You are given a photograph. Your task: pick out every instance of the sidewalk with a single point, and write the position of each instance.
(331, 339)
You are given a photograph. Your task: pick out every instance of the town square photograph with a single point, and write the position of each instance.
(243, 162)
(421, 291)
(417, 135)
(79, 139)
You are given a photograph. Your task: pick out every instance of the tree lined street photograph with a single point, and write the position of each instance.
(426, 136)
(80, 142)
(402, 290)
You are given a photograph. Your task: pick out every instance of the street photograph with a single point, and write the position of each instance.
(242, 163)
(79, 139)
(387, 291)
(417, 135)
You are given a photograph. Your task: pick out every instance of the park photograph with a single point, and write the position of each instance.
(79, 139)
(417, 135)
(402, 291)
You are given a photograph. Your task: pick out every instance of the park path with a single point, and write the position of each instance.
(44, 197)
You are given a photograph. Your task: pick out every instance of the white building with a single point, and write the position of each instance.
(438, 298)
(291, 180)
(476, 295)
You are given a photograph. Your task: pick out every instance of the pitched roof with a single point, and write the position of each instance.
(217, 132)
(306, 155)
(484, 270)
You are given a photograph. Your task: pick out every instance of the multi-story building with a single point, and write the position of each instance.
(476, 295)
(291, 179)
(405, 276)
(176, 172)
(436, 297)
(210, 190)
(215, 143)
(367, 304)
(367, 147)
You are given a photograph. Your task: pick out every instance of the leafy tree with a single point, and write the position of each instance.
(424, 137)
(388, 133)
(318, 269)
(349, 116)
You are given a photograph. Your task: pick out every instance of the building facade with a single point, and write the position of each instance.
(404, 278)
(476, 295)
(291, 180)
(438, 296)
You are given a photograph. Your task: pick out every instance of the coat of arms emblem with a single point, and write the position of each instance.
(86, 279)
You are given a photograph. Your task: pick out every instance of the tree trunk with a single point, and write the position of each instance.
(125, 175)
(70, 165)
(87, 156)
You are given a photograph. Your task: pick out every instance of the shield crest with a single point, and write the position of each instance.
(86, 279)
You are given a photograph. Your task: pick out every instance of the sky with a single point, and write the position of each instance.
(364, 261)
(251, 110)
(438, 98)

================

▸ **Description of the task**:
Transcribe all of the data, keeping every line identical.

▸ **Written reply**:
You are given a photograph. Your task: pick out every instance of the sidewalk with a single point, and write the position of each instance.
(331, 339)
You are given a photograph. Your task: pick out every instance of the town square photograph with a single point, and write the position of each instance.
(243, 162)
(421, 291)
(417, 135)
(79, 139)
You are given a photograph. Your task: pick out every instance of the tree lined street photograph with a single point, and write the position of each instance.
(426, 136)
(80, 142)
(402, 290)
You are given a photograph. Your task: pick out every instance of the street photograph with a single point, and write the position of each instance.
(242, 163)
(79, 139)
(387, 291)
(417, 135)
You are given a photograph. Your task: pick out every instance of the park photograph with a single point, and write the position of each instance.
(79, 139)
(417, 135)
(402, 291)
You are given a photograph. Your task: pick out every instance of the park path with a single point, and write the position of each instance.
(44, 197)
You are given a photograph. Your task: pick out every instance of the white building with a single point, and write the position of each instance.
(438, 298)
(291, 180)
(476, 295)
You are given a photograph. Your task: pick out every instance of the pitched roof with a single point, and write the position of each instance.
(217, 132)
(306, 155)
(484, 270)
You are given a photograph. Your task: pick out every instance of the multi-story building with a single point, and write the position of each instance.
(476, 295)
(291, 179)
(405, 276)
(176, 172)
(436, 297)
(210, 190)
(215, 143)
(367, 304)
(367, 147)
You are given a photograph. Your task: pick out every instance of the leafy tree with a single point, and write the position of each instance.
(424, 137)
(388, 133)
(318, 269)
(349, 116)
You are given a photograph. Your task: pick out every instance of the building facade with a single point, and write the position of each instance.
(404, 278)
(476, 295)
(291, 180)
(438, 296)
You are given a photograph. Your task: pick out every instance of the coat of arms emblem with a single point, and write the position of each instance.
(86, 279)
You are given a photograph. Your task: pick out every instance of the tree trunk with a single point, and write the position of each instance.
(125, 175)
(70, 165)
(87, 156)
You are given a photograph. Your task: pick out every instance of the shield crest with a single point, and write the position of each instance.
(86, 279)
You are given a photograph. Your task: pick out every instance of the sky with a single point, and write the position of each instance.
(364, 261)
(251, 110)
(438, 98)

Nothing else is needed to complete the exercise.